>> Start TEXT EXCERPT

# EV Drag Racing in Ohio!



## LithiumaniacsEVRacing (Oct 9, 2010)

_*Nikola Tesla Tribute Event!
*_EV Drag Racing 
held on July 10, 2011
National Trail Raceway
2650 National Rd. SW
Hebron, Ohio 43025​We are traveling 10 hours to race in Ohio, I hope to see some of you there. This will be our Camaro's first race with th new Gear Vendors overdrive unit installed. 

10's or 9's ​


----------



## ElectriCar (Jun 15, 2008)

Post some photos and video of the burnouts!


----------



## major (Apr 4, 2008)

LithiumaniacsEVRacing said:


> _*Nikola Tesla Tribute Event!*_​
> 
> 
> 
> ...


You cancel the entire Nikola Tesla Tribute Event because one car had a bent rim  



LithiumaniacsEVRacing said:


> had to cancel event in Ohio for now, waiting for a new date.


----------



## LithiumaniacsEVRacing (Oct 9, 2010)

major said:


> You cancel the entire Nikola Tesla Tribute Event because one car had a bent rim


Yes, I am not travelling 10 hours and not race "Warp Factor II". My car is the featured car and rescheduling is not a big deal. We will be racing this Saturday in Pitts, PA.


----------



## rwaudio (May 22, 2008)

LithiumaniacsEVRacing said:


> Yes, I am not travelling 10 hours and not race "Warp Factor II". My car is the featured car and rescheduling is not a big deal. We will be racing this Saturday in Pitts, PA.

>> End TEXT EXCERPT

▶ STATED GOAL A
In the EV drag racing thread, at which raceway was the Nikola Tesla Tribute Event to be held?
▶ STATED GOAL B
Render this sentence from the EV drag racing thread in Spanish: "My car is the featured car and rescheduling is not a big deal."
▶ STATED GOAL C
Extend the EV drag racing thread past its final line.

>> Start MATERIAL PROVIDED

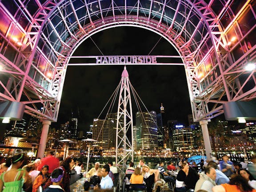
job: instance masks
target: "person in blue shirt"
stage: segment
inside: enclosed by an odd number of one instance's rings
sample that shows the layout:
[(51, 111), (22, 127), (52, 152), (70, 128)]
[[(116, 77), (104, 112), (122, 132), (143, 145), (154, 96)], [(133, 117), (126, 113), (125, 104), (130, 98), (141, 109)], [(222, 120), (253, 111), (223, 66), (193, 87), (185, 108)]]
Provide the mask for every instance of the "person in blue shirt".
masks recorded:
[(216, 171), (216, 179), (215, 182), (217, 185), (228, 183), (229, 179), (224, 173), (217, 168), (217, 164), (213, 161), (210, 161), (208, 164), (208, 167), (212, 168)]
[(102, 178), (100, 181), (100, 185), (97, 185), (94, 187), (94, 189), (98, 189), (100, 188), (103, 189), (111, 189), (113, 187), (113, 181), (108, 175), (108, 173), (110, 171), (109, 165), (105, 164), (101, 169), (100, 173), (102, 176)]
[(227, 177), (230, 176), (235, 172), (233, 163), (228, 160), (228, 156), (224, 155), (222, 157), (223, 160), (220, 161), (220, 171)]

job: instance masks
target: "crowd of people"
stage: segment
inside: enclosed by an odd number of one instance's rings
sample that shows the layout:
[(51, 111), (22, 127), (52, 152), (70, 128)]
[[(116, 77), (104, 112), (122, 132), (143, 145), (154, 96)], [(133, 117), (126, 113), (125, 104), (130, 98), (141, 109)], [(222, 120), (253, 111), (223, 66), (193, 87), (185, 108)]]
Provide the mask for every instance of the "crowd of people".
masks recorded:
[[(124, 184), (127, 182), (144, 184), (147, 192), (157, 190), (158, 186), (163, 186), (165, 182), (170, 189), (176, 192), (256, 192), (256, 158), (252, 158), (252, 163), (248, 164), (243, 162), (233, 163), (228, 159), (228, 156), (224, 155), (219, 161), (202, 160), (199, 167), (194, 162), (190, 164), (181, 159), (177, 166), (172, 162), (164, 165), (160, 161), (155, 168), (150, 168), (141, 159), (137, 166), (130, 162)], [(0, 157), (0, 192), (70, 192), (72, 170), (91, 180), (84, 182), (85, 191), (90, 187), (92, 189), (92, 190), (96, 191), (111, 189), (119, 174), (112, 162), (101, 168), (100, 163), (96, 162), (94, 167), (83, 175), (82, 162), (75, 163), (72, 157), (60, 161), (52, 152), (33, 163), (28, 163), (22, 153), (6, 160)], [(174, 172), (177, 174), (171, 173)]]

>> End MATERIAL PROVIDED

▶ EXPECTED OUTPUT A
National Trail Raceway, in Hebron, Ohio.

▶ EXPECTED OUTPUT B
Mi auto es el auto destacado y reprogramar no es gran cosa.

▶ EXPECTED OUTPUT C
I don't want to make assumptions... but that simply implies you created ECEDRA for your personal use with no consideration of anyone but yourself??? Was there a single other EV going to race? I'm not talking purpose built drag car, anything that runs on batteries? One of "us" that just wants to see how quick their creation is?


----------



## LithiumaniacsEVRacing (Oct 9, 2010)

rwaudio said:


> I don't want to make assumptions... but that simply implies you created ECEDRA for your personal use with no consideration of anyone but yourself??? Was there a single other EV going to race? I'm not talking purpose built drag car, anything that runs on batteries? One of "us" that just wants to see how quick their creation is?


Your assumption is incorrect, we could not Sanction this race if we were not present. I was not traveling for 10 hours twice. Wayland would have rescheduled his "Wayland Nationals" if his car was not running in his race. I would have rescheduled Paul's Florida race if his Porsches could not attend. We already have a new date from the track, it will be posted on the ECEDRA website soon. We apologize for any confusion, all cars are welcome at our events and can race at the next event.


----------



## major (Apr 4, 2008)

rwaudio said:


> I don't want to make assumptions... but that simply implies you created ECEDRA for your personal use with no consideration of anyone but yourself??? Was there a single other EV going to race? I'm not talking purpose built drag car, anything that runs on batteries? One of "us" that just wants to see how quick their creation is?


And what about all the fans (spectators)? I checked the web site Saturday night and seriously considered driving out there on Sunday. I wanted to see all the EVs run. Lucky for me the washing machine needed repair and I stayed home to do that


----------



## major (Apr 4, 2008)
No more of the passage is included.